_Input records_.
--- BEGIN ---
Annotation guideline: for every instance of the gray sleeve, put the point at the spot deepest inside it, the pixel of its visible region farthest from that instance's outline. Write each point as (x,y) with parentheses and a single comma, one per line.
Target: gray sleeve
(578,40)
--- END ---
--- BEGIN ---
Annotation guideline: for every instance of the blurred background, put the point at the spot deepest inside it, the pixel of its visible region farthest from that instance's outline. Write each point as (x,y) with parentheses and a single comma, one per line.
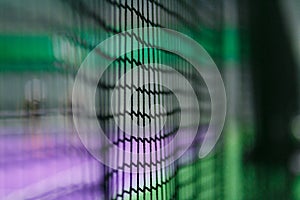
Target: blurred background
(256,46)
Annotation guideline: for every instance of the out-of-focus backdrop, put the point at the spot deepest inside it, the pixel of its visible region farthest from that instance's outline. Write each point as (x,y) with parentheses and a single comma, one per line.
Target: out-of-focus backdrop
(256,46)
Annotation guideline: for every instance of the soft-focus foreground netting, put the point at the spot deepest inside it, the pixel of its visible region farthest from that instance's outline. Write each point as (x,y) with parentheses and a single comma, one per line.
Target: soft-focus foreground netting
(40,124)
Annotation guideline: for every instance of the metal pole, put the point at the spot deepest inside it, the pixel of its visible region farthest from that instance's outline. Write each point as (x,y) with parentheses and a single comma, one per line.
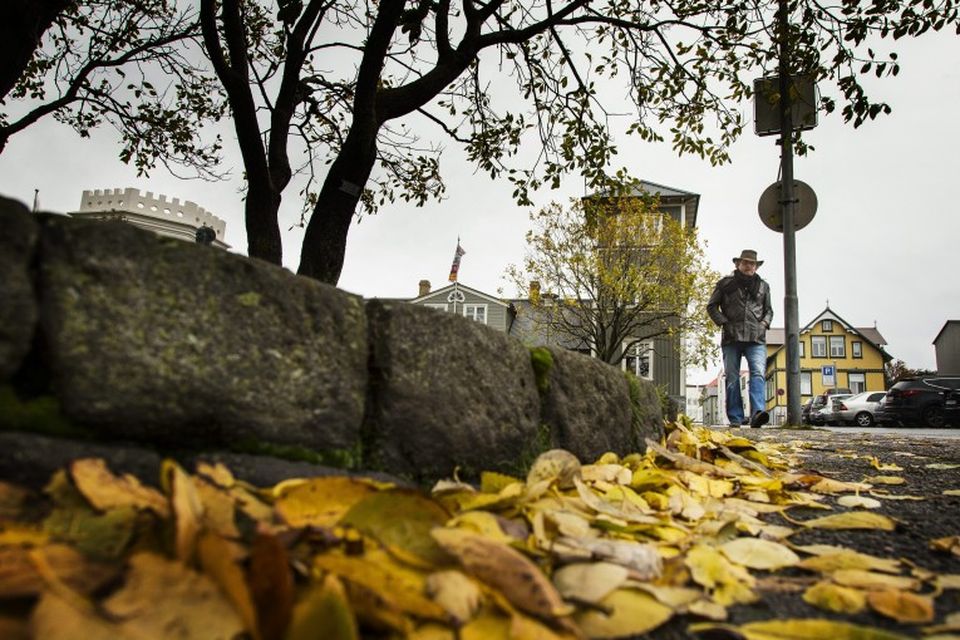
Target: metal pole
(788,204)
--- END ---
Return every line above that contains the word "gray", copying each one in full.

_Answer to this task_.
Annotation guideline: for every instance of the gray sleeve, put the point at the spot deepest inside it, the pixel of its visible region farthest from that instance's outline. Write each point as (x,y) with parentheses and a single comma, one per line.
Target: gray sleeve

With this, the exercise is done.